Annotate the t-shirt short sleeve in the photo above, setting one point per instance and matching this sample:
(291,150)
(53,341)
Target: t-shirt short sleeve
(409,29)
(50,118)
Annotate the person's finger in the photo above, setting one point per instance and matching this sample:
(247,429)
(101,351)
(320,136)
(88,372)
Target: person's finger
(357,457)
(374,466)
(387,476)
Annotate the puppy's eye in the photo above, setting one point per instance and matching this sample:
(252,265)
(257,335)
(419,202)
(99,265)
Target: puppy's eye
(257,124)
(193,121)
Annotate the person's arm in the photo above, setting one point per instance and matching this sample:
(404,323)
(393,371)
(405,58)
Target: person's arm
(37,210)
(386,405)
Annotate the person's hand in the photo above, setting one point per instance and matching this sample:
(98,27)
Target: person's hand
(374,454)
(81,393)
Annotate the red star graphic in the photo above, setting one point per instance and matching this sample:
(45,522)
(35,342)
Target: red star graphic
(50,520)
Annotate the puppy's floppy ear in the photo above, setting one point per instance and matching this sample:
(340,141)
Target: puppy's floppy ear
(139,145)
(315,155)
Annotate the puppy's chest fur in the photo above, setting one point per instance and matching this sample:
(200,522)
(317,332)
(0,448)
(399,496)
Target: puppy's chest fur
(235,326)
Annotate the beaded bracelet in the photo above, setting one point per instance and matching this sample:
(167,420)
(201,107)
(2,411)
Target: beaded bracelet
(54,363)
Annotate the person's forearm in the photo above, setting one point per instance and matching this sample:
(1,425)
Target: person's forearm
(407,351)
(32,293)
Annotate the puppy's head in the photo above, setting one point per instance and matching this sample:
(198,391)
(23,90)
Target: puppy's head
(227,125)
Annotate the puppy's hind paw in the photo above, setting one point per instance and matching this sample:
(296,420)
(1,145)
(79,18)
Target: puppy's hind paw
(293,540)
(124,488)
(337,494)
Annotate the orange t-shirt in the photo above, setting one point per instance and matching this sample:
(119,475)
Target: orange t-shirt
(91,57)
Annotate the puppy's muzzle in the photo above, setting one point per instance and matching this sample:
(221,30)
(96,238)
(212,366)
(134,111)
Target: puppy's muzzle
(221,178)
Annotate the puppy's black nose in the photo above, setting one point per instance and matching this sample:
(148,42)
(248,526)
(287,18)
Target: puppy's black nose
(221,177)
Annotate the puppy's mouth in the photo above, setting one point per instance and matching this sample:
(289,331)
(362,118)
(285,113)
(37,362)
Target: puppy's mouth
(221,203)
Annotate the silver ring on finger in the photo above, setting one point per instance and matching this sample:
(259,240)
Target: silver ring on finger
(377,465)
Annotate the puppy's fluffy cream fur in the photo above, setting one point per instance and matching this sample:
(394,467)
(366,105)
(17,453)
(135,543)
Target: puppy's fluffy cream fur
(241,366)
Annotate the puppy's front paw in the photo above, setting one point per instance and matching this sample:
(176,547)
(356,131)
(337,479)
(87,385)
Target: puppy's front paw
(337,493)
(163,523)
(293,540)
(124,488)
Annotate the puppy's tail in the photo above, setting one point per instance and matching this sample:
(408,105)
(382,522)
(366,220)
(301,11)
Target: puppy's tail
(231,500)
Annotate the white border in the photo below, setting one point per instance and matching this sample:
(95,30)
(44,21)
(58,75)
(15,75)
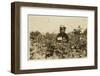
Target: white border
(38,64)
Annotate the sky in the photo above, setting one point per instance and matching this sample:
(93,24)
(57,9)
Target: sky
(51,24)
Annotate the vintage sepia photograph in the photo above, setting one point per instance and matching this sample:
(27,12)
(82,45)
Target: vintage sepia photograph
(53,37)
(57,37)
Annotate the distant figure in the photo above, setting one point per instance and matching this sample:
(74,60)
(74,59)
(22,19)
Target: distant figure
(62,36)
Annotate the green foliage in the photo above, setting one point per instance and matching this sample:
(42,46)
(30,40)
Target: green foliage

══════

- **Given problem**
Copy out the listing above word for word, from first line to last, leaving out the pictures.

- **Solution to this task**
Annotate the t-shirt short sleeve in the photo above, setting one point per instance and matching this sample:
(291,150)
(53,341)
Target: t-shirt short sleeve
(409,29)
(50,118)
Annotate the person's finger in the photo above, setting one point per instance and matching this sample:
(247,429)
(101,351)
(320,136)
(88,372)
Target: person's finger
(357,457)
(374,466)
(387,476)
Annotate the puppy's eye in the photo above, setting one point per instance and matching this sample:
(252,265)
(257,335)
(419,202)
(99,265)
Target: puppy's eye
(257,124)
(193,121)
Annotate the person's arm in the photo above, setting one point per instance and matching this sample:
(404,323)
(393,371)
(405,58)
Target: person's arm
(37,210)
(386,405)
Annotate the person's hand in the photo above, setting one point per instance and matching this sample:
(98,27)
Target: person's hand
(374,454)
(81,393)
Annotate the red star graphic in the photo above, setting one point per instance and matching this sample:
(45,522)
(35,342)
Target: red star graphic
(50,520)
Annotate the puppy's floppy ear in the photo above, setting one point per instance and matching this sample:
(340,141)
Target: puppy's floppy ear
(139,145)
(315,155)
Annotate the puppy's chest fur in the photo above, setting one point per instance and matching this sample:
(200,522)
(317,332)
(0,448)
(399,496)
Target: puppy's chest fur
(235,326)
Annotate the beaded bracelet in the photo above, setting one point per instance and matching this sample:
(167,420)
(201,107)
(2,411)
Target: beaded bracelet
(54,363)
Annotate the person's forearm in the photo above, setting one point per instance and matching this sample:
(1,425)
Target: person's forearm
(407,351)
(32,293)
Annotate the puppy's head in the photo above, setting one point per instance and matching this sample:
(198,391)
(23,90)
Target: puppy's head
(227,125)
Annotate the puppy's hind paw in the photo above, setting one point per instance and matching this sample:
(296,420)
(1,145)
(79,18)
Target: puppy's hind paw
(293,540)
(124,488)
(337,494)
Annotate the orange t-shirt in the photo above, setting one point per instance and matching this sample:
(119,475)
Target: orange t-shirt
(91,57)
Annotate the puppy's muzzle in the photo above, setting one point per instance and matching this sample:
(221,30)
(96,238)
(212,366)
(134,111)
Target: puppy's muzzle
(221,178)
Annotate the puppy's black nose in the photo above, setting one point per instance and matching this sample:
(148,42)
(248,526)
(287,18)
Target: puppy's black nose
(221,177)
Annotate the puppy's mouth in the photo above, setting one point per instance and matching this sample:
(289,331)
(362,118)
(285,113)
(37,362)
Target: puppy's mouth
(221,203)
Annotate the silver ring on finger in the photo above, setting one point per instance and matching this sample:
(259,240)
Target: silver ring on finger
(377,465)
Annotate the puppy's fluffy cream fur in the photo above, setting one point per instance and matching this sample:
(394,467)
(366,105)
(17,453)
(135,543)
Target: puppy's fluffy cream fur
(241,366)
Annotate the puppy's front paw in the photo above, setting one point per instance and matching this sample:
(176,547)
(356,131)
(337,479)
(87,385)
Target: puppy's front paw
(337,493)
(163,523)
(293,540)
(124,488)
Annotate the puppy's tail in the photo above, setting one point per instance and matching this sample:
(408,105)
(382,522)
(366,220)
(301,11)
Target: puppy's tail
(231,500)
Annotate the white border in the photo below, setting one point per instance and matching this sample:
(95,30)
(44,21)
(58,75)
(15,75)
Target: white border
(38,64)
Annotate the sky in the photo above, setting one point per instance and matching this sample:
(93,24)
(57,9)
Target: sky
(51,24)
Annotate the vintage sepia photograph in the photo above, setting one point per instance and matching this sample:
(27,12)
(82,45)
Target: vintage sepia photograph
(53,37)
(57,37)
Annotate the distant figure in the photo above, setting one point per instance and matching this sample:
(74,60)
(74,59)
(22,19)
Target: distant figure
(62,36)
Annotate the green foliage in the photo above, setting one point per instance and matching this sample:
(42,46)
(30,40)
Target: green foliage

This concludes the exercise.